Extracted records:
■ ■ ■ ■ ■

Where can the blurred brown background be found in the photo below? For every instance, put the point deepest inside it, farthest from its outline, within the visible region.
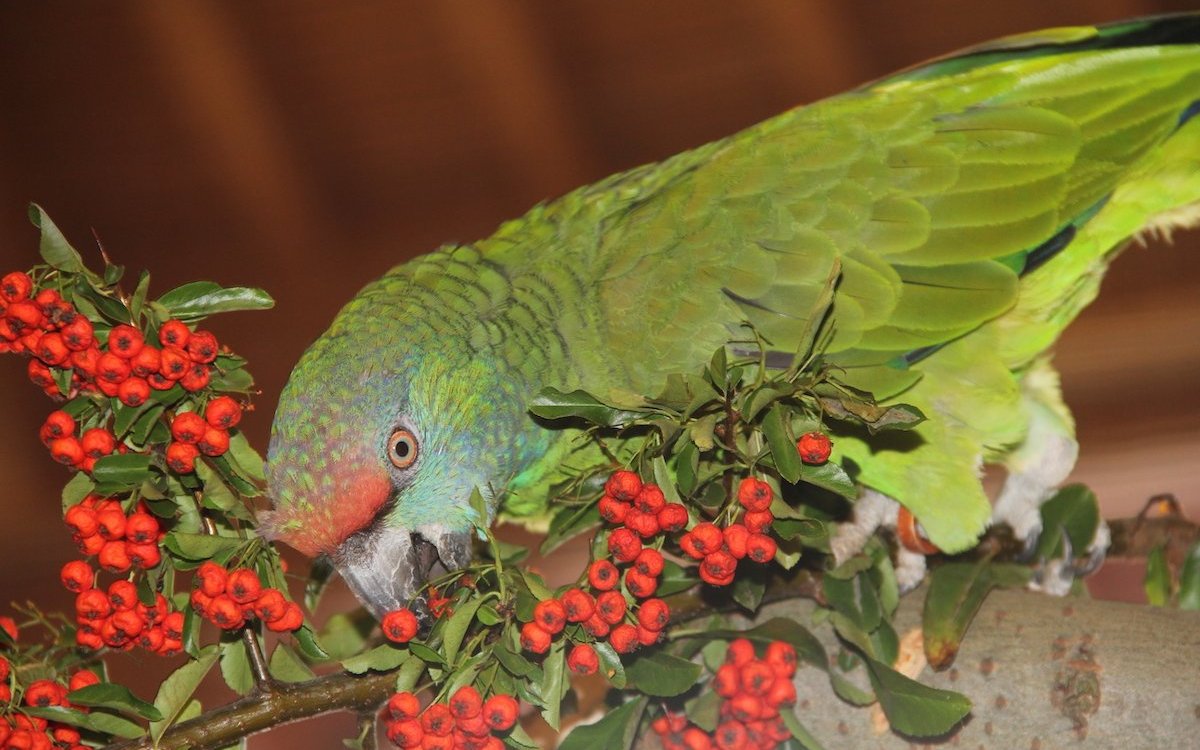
(306, 147)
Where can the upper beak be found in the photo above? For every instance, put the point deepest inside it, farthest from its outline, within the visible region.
(388, 567)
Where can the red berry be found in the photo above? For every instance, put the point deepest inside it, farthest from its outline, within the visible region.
(577, 605)
(174, 334)
(550, 615)
(623, 485)
(761, 549)
(583, 660)
(534, 639)
(133, 393)
(624, 545)
(97, 443)
(222, 413)
(754, 493)
(77, 576)
(624, 639)
(672, 517)
(603, 575)
(16, 286)
(501, 712)
(125, 341)
(403, 706)
(611, 607)
(181, 457)
(814, 448)
(214, 443)
(244, 586)
(653, 615)
(466, 702)
(400, 625)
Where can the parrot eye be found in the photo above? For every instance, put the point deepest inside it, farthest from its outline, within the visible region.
(402, 449)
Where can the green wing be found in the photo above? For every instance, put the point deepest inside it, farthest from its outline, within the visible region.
(929, 197)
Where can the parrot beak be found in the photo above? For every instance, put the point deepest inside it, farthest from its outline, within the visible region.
(387, 567)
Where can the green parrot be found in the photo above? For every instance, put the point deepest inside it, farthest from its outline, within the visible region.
(963, 213)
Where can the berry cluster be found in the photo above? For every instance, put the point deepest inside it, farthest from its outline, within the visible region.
(719, 550)
(228, 598)
(19, 731)
(118, 540)
(753, 690)
(195, 435)
(465, 723)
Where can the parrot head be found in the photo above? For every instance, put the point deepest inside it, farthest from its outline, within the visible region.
(372, 457)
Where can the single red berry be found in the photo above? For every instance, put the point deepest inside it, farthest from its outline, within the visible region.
(649, 562)
(174, 334)
(761, 549)
(623, 485)
(612, 510)
(97, 443)
(624, 545)
(400, 625)
(123, 594)
(214, 443)
(501, 712)
(466, 702)
(77, 576)
(814, 448)
(645, 525)
(58, 425)
(141, 528)
(754, 493)
(624, 639)
(672, 517)
(653, 615)
(244, 586)
(222, 413)
(550, 615)
(125, 341)
(640, 586)
(579, 605)
(534, 639)
(196, 378)
(583, 660)
(181, 457)
(16, 286)
(133, 393)
(757, 521)
(736, 535)
(270, 604)
(603, 575)
(403, 706)
(67, 451)
(83, 678)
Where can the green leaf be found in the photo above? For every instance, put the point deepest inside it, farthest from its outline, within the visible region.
(287, 666)
(177, 690)
(615, 731)
(121, 472)
(552, 403)
(569, 522)
(54, 247)
(109, 695)
(783, 447)
(1157, 582)
(96, 721)
(912, 708)
(382, 658)
(1189, 580)
(1073, 511)
(201, 299)
(235, 666)
(661, 675)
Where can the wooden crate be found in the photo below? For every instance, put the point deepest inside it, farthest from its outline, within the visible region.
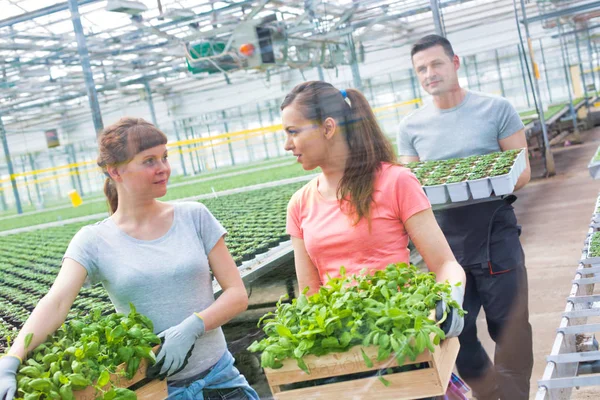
(153, 390)
(430, 381)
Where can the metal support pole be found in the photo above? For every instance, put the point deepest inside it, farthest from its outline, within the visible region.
(320, 72)
(264, 134)
(550, 168)
(212, 147)
(565, 54)
(56, 181)
(372, 101)
(23, 170)
(150, 102)
(189, 147)
(523, 75)
(37, 187)
(394, 94)
(585, 95)
(11, 172)
(597, 62)
(476, 73)
(546, 72)
(198, 159)
(499, 74)
(591, 61)
(275, 136)
(467, 75)
(75, 179)
(224, 115)
(181, 159)
(437, 22)
(247, 143)
(354, 65)
(85, 65)
(3, 205)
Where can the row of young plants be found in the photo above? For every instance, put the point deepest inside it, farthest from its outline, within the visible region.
(389, 309)
(179, 192)
(432, 173)
(30, 261)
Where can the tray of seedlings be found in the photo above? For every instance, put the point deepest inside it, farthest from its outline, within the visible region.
(470, 178)
(370, 335)
(591, 250)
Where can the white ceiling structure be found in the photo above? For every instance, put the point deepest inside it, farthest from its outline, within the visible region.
(41, 73)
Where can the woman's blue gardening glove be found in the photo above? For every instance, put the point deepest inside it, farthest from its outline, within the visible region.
(454, 323)
(178, 342)
(8, 377)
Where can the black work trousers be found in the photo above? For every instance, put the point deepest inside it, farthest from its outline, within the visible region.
(504, 300)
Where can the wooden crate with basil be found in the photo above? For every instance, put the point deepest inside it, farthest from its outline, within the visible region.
(370, 335)
(93, 356)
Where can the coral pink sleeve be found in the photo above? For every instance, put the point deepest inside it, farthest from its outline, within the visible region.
(292, 224)
(410, 197)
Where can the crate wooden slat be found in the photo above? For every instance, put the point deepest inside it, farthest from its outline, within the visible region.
(430, 381)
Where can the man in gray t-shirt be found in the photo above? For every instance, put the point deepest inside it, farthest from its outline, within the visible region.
(483, 235)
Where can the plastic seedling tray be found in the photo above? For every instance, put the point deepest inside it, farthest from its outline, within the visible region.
(458, 191)
(586, 258)
(594, 169)
(437, 194)
(503, 184)
(480, 188)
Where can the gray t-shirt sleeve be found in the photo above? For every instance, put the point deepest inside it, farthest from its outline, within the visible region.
(83, 249)
(404, 143)
(509, 121)
(209, 229)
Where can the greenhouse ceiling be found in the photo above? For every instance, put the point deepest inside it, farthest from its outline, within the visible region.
(157, 42)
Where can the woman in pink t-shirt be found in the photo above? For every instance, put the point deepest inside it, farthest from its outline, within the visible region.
(362, 209)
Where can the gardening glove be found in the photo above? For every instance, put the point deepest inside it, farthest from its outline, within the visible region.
(178, 344)
(8, 376)
(454, 323)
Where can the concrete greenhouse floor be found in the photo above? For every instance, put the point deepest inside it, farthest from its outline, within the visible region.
(555, 215)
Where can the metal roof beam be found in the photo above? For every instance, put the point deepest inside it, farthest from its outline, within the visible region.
(40, 13)
(565, 11)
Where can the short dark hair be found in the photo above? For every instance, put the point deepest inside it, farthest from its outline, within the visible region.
(429, 41)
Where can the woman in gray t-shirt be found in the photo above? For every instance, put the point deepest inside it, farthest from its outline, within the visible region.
(159, 257)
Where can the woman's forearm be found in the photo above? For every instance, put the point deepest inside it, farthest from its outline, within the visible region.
(44, 320)
(232, 302)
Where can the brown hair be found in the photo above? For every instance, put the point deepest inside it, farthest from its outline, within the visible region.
(429, 41)
(119, 143)
(368, 145)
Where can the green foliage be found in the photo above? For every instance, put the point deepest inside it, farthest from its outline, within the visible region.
(84, 352)
(389, 309)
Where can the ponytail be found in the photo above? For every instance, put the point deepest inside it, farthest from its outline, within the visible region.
(119, 143)
(368, 146)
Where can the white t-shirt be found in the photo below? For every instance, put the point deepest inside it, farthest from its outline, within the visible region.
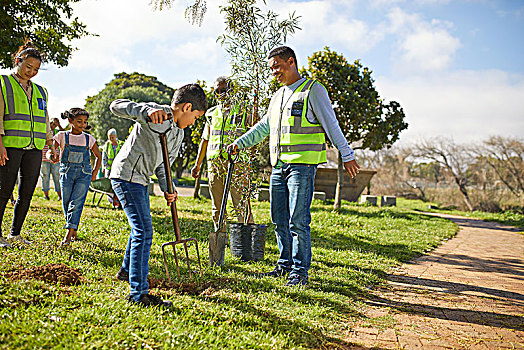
(74, 140)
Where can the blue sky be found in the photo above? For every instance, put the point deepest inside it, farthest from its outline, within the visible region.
(457, 67)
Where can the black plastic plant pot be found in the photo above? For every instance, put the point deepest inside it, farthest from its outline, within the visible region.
(247, 241)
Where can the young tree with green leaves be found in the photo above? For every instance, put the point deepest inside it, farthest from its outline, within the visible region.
(49, 24)
(367, 121)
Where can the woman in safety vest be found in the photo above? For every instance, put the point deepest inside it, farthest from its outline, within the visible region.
(24, 130)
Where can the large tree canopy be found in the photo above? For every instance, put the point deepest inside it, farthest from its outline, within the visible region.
(49, 24)
(365, 120)
(136, 87)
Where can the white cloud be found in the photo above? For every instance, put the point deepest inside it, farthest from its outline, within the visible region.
(467, 105)
(422, 45)
(331, 23)
(127, 28)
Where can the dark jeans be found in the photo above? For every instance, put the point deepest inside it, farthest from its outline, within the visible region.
(135, 202)
(291, 189)
(27, 162)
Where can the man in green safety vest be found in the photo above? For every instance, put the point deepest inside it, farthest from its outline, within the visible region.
(111, 149)
(299, 116)
(223, 120)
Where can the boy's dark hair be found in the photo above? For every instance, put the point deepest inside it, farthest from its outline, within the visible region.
(73, 113)
(224, 80)
(26, 50)
(284, 53)
(191, 93)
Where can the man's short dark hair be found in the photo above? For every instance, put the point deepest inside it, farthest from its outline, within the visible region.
(191, 93)
(284, 53)
(224, 80)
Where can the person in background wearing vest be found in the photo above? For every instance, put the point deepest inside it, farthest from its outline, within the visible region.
(299, 116)
(111, 148)
(222, 119)
(76, 172)
(50, 169)
(24, 130)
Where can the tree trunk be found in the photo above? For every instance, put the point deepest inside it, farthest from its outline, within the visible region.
(340, 182)
(465, 194)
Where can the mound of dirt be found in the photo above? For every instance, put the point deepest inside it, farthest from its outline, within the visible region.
(190, 288)
(50, 273)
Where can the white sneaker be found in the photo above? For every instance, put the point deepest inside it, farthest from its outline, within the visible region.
(18, 238)
(4, 243)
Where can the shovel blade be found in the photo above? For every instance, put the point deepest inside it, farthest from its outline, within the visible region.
(217, 248)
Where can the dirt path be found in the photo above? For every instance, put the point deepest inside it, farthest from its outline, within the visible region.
(466, 294)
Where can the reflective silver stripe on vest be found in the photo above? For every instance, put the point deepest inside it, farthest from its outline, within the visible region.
(300, 148)
(297, 129)
(215, 146)
(23, 133)
(42, 91)
(219, 132)
(10, 98)
(308, 84)
(25, 117)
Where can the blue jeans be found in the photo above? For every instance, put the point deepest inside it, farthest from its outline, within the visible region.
(291, 189)
(74, 183)
(135, 202)
(47, 170)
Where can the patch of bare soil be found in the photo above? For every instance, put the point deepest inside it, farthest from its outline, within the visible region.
(189, 288)
(50, 273)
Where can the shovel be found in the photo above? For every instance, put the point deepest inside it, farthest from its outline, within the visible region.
(217, 239)
(174, 216)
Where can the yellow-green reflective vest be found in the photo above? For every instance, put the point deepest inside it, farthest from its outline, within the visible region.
(292, 138)
(233, 123)
(110, 151)
(24, 118)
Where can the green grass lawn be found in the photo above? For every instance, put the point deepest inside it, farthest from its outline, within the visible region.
(507, 218)
(227, 307)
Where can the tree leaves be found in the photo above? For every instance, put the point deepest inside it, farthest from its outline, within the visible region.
(363, 117)
(43, 23)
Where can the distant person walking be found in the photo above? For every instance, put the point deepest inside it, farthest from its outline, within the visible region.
(110, 150)
(24, 130)
(50, 169)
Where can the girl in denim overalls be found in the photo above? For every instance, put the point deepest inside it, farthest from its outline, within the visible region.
(76, 172)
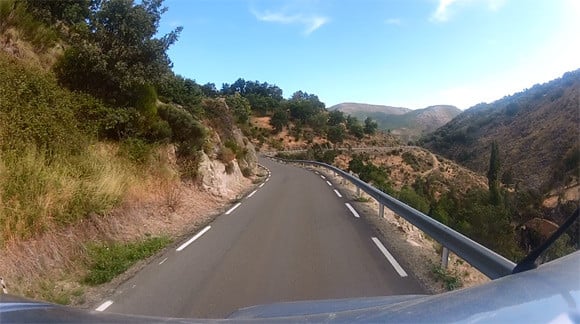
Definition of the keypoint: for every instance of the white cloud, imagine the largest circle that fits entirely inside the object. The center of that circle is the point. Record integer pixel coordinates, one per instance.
(442, 13)
(393, 21)
(310, 22)
(446, 8)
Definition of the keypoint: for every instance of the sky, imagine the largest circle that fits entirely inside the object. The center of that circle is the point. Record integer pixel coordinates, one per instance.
(406, 53)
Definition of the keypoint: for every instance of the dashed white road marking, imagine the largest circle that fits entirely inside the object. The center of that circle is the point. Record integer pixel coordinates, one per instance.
(253, 193)
(104, 306)
(198, 235)
(352, 210)
(233, 208)
(389, 257)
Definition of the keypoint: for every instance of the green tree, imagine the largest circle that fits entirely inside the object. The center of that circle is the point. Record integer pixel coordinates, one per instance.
(240, 108)
(336, 133)
(119, 53)
(493, 175)
(70, 12)
(370, 126)
(279, 120)
(355, 127)
(335, 117)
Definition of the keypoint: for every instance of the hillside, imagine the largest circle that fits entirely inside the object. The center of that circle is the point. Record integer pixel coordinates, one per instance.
(537, 131)
(404, 123)
(352, 108)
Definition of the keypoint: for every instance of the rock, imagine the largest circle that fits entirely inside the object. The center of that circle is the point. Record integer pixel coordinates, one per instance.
(214, 178)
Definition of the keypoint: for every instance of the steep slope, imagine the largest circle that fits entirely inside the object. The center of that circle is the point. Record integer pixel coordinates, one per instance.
(405, 123)
(537, 131)
(352, 107)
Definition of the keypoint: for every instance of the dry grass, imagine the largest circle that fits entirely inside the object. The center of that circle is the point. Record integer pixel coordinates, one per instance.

■ ■ ■ ■ ■

Description of the task:
Quote, word for word, every line starting at the one that contains "the hillside, imagine" and ending with the final line of the entries.

Exercise solution:
Definition of the keypoint: for every instance of the hillside, imagine the largest circle that fits entirely inside the object. The center of that circle is the point. Record integer pixel coordinates, one per instance.
(537, 131)
(404, 123)
(352, 108)
Definition of the keypoint: for every instance of the rock, imagine the largest circle that fits entirely inside the object. The center of that circle is the point. Record integer pixel coordinates, one per instance.
(214, 178)
Definition of the keypoint: for every instance of the steep slope, imagine the largest circle that fits entirely inside the object. The center of that circle is the point. Record integer pixel coordinates, one per instance.
(405, 123)
(537, 131)
(352, 107)
Definition of the keypoint: for every instance of the dry grass, imagine the largest circle that fits entirely inside the object. The center of that circle is the point. Record integer pixel coordinates, one per instance.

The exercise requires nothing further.